Contour annotation records
============================================================

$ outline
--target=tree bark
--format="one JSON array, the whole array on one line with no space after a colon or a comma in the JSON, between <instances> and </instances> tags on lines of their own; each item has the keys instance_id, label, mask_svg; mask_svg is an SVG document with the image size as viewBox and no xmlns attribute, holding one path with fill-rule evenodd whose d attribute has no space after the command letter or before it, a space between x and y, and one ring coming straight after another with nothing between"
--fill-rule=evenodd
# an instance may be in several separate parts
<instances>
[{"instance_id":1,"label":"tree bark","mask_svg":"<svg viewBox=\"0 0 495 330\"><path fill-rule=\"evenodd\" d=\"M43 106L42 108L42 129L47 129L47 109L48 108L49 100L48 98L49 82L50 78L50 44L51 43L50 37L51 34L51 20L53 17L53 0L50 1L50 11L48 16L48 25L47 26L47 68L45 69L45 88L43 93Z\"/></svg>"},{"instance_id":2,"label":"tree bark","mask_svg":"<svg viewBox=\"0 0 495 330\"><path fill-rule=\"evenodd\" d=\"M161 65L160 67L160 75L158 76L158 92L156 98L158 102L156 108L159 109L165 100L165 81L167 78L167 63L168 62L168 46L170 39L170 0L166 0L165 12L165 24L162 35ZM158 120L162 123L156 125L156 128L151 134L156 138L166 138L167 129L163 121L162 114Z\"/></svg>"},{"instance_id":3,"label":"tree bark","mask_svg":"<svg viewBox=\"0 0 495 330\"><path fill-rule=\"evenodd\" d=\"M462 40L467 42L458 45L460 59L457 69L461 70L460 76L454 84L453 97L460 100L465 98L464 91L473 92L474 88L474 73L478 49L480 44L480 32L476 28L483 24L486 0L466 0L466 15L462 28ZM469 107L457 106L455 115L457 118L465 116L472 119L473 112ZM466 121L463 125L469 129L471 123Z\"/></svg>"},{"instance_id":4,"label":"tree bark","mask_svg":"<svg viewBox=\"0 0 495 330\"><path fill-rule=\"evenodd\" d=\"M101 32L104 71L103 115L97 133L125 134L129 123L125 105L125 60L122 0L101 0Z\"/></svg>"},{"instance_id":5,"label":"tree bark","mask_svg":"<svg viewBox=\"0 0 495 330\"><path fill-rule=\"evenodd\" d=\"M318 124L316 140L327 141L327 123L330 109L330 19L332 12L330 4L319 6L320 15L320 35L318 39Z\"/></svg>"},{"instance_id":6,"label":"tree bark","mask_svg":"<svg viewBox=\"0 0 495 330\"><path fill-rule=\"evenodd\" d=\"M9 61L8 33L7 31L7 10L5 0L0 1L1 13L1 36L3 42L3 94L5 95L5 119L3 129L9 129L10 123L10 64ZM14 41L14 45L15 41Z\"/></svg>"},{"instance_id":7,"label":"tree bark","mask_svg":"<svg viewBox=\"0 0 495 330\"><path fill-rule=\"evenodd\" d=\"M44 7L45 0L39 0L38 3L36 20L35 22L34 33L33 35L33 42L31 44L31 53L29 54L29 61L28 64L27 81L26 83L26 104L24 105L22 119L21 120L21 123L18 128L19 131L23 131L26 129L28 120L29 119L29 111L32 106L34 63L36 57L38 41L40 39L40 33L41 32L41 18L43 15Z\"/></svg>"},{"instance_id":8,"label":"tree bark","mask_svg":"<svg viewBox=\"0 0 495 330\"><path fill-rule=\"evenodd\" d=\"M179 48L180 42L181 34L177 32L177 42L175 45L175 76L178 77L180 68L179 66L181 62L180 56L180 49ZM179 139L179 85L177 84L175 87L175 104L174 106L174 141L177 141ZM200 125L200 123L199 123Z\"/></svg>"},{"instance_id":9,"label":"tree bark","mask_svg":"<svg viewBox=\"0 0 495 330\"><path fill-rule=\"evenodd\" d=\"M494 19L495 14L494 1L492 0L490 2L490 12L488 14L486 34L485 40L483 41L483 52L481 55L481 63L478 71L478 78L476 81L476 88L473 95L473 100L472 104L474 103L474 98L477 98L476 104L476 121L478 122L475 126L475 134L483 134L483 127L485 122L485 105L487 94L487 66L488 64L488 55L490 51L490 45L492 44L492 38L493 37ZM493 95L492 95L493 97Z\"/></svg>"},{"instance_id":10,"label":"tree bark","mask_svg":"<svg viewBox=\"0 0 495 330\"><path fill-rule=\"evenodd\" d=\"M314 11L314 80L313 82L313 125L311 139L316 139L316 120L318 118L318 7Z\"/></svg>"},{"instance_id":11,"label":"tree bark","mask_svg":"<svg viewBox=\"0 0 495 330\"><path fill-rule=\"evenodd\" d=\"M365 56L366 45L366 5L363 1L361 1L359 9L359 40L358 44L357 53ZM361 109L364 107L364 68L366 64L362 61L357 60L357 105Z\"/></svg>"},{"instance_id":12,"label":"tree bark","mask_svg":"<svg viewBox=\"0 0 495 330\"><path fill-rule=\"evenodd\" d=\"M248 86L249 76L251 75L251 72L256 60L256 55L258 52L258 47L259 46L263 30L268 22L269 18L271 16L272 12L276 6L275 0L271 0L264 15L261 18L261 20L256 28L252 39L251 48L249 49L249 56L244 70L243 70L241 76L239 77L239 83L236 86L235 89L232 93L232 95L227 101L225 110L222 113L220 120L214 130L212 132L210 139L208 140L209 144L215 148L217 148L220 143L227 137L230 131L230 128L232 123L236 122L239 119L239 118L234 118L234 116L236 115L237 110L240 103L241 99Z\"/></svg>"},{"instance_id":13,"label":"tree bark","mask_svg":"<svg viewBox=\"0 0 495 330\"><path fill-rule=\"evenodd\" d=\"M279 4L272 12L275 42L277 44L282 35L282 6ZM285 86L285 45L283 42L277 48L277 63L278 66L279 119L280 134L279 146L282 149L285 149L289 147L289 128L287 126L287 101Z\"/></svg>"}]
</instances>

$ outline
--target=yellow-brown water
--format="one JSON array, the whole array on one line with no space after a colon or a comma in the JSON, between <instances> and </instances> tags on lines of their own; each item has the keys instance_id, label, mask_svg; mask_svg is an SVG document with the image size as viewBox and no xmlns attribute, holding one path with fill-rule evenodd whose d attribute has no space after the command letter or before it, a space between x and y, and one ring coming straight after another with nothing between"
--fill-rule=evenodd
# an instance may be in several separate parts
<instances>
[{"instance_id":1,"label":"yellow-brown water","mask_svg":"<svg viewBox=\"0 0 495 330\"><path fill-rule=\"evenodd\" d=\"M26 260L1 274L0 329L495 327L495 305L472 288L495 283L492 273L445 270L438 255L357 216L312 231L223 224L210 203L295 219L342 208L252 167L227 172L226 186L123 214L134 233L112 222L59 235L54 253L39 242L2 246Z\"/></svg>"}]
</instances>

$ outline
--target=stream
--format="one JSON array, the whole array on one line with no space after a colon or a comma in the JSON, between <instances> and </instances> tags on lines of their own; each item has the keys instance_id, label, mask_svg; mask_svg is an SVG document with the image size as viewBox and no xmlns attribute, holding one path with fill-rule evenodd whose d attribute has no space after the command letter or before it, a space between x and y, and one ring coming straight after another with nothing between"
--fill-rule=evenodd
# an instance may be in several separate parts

============================================================

** Direction **
Collect every line in the records above that contains the string "target", and reproduce each such line in full.

** The answer **
--target=tree bark
--target=yellow-brown water
--target=stream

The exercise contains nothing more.